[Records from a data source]
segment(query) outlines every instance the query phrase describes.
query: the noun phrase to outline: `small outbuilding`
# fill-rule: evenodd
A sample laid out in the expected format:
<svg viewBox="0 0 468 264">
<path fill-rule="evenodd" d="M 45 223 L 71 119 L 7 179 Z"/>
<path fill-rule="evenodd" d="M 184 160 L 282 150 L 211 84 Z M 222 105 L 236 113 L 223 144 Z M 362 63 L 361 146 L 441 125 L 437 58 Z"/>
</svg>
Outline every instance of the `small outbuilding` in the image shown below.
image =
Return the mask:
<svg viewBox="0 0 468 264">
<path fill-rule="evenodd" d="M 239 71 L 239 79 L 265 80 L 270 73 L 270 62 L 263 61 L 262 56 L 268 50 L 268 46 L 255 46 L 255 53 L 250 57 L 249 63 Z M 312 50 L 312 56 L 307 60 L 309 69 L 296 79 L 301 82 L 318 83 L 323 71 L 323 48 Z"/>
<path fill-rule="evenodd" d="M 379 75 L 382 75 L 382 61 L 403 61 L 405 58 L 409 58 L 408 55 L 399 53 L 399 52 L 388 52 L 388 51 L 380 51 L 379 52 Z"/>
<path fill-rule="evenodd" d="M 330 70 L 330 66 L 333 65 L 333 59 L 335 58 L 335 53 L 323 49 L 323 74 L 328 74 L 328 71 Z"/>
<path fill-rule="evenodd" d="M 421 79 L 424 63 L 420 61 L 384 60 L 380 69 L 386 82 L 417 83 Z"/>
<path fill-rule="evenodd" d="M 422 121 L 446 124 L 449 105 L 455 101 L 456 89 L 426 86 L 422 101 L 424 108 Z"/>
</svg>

* Work order *
Where in the records above does the word "instance" appear? Copy each line that holds it.

* Exercise response *
segment(query) outlines every instance the query phrase describes.
Outline every instance of the `small outbuilding` in the image shown below.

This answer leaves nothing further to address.